## COSA FARE
Trascrivi per intero il testo sul turismo digitale e le imprese femminili, senza cambiare nulla.

## TESTO DA LEGGERE
>>>>>

Turismo digitale e digitalizzazione delle imprese femminili: a che punto siamo?

L’innovazione tecnologica sta assumendo un ruolo sempre più importante nell’evoluzione del mercato turistico, ma anche nello sviluppo delle imprese del settore. In tale ambito, le imprese gestite da donne mostrano una crescente sensibilità ad investire in digitalizzazione, in particolare subito dopo la pandemia, ma affrontano anche tutta una serie di difficoltà che non vanno sottovalutate.

Questi i principali temi emersi dall’intervento di Valeria Minghetti, responsabile area ricerca del CISET, nel corso del convegno “Le donne nella transizione digitale per il turismo”, organizzato da Crescita e Veneto Experience, in collaborazione con Progetto Donne Veneto, nell’ambito del Festival Merawilia  tenutosi a Valdobbiadene il 30 ottobre scorso.

In Italia, secondo i dati Unioncamere-Istituto Tagliacarne, sono circa 1,3 milioni le imprese femminili e, di queste, il 7% sono in Veneto. Un terzo è attiva nell’ambito dell’alloggio, della ristorazione e dei servizi turistici in genere -  a conferma del ruolo delle donne in questo settore - mentre il 23,4% nella cultura e intrattenimento. Si tratta, in prevalenza, di aziende piccole (inferiori ai 9 addetti) e le imprese gestite da giovani imprenditrici sono l’11% del totale. Nel mondo delle startup turistiche, invece, i dati dell’Associazione Start Up Turismo evidenziano come il 25% sono state create da donne.

<<<<<

## Dati di puntamento per espressioni di riferimento
>>>>>

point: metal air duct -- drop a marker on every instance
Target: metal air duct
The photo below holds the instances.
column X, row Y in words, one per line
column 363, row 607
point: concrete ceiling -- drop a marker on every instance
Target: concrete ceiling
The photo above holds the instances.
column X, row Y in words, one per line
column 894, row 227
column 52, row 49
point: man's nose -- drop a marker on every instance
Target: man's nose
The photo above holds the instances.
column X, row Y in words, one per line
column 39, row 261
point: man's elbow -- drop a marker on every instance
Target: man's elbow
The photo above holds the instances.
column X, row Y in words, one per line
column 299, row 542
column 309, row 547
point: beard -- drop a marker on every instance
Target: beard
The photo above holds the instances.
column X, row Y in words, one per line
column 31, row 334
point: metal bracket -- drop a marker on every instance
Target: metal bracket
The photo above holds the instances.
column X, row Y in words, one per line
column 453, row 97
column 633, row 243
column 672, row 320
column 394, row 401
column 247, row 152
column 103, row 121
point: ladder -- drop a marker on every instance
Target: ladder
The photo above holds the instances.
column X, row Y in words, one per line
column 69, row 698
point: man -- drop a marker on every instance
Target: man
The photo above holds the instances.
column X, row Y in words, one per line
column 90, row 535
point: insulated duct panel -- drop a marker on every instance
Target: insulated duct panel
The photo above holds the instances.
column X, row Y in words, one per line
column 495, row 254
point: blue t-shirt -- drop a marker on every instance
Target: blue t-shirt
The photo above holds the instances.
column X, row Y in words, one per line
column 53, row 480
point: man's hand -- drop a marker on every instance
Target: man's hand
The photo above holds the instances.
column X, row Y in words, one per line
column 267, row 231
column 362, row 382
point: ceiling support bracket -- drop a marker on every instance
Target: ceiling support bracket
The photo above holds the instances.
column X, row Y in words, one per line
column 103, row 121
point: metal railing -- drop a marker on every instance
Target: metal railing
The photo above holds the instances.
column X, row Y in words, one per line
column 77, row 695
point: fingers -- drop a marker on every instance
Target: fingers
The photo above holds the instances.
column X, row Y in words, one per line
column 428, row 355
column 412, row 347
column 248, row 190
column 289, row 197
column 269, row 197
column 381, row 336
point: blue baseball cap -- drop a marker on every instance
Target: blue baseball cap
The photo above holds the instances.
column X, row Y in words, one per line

<<<<<

## RISPOSTA
Turismo digitale e digitalizzazione delle imprese femminili: a che punto siamo?

L’innovazione tecnologica sta assumendo un ruolo sempre più importante nell’evoluzione del mercato turistico, ma anche nello sviluppo delle imprese del settore. In tale ambito, le imprese gestite da donne mostrano una crescente sensibilità ad investire in digitalizzazione, in particolare subito dopo la pandemia, ma affrontano anche tutta una serie di difficoltà che non vanno sottovalutate.

Questi i principali temi emersi dall’intervento di Valeria Minghetti, responsabile area ricerca del CISET, nel corso del convegno “Le donne nella transizione digitale per il turismo”, organizzato da Crescita e Veneto Experience, in collaborazione con Progetto Donne Veneto, nell’ambito del Festival Merawilia  tenutosi a Valdobbiadene il 30 ottobre scorso.

In Italia, secondo i dati Unioncamere-Istituto Tagliacarne, sono circa 1,3 milioni le imprese femminili e, di queste, il 7% sono in Veneto. Un terzo è attiva nell’ambito dell’alloggio, della ristorazione e dei servizi turistici in genere -  a conferma del ruolo delle donne in questo settore - mentre il 23,4% nella cultura e intrattenimento. Si tratta, in prevalenza, di aziende piccole (inferiori ai 9 addetti) e le imprese gestite da giovani imprenditrici sono l’11% del totale. Nel mondo delle startup turistiche, invece, i dati dell’Associazione Start Up Turismo evidenziano come il 25% sono state create da donne.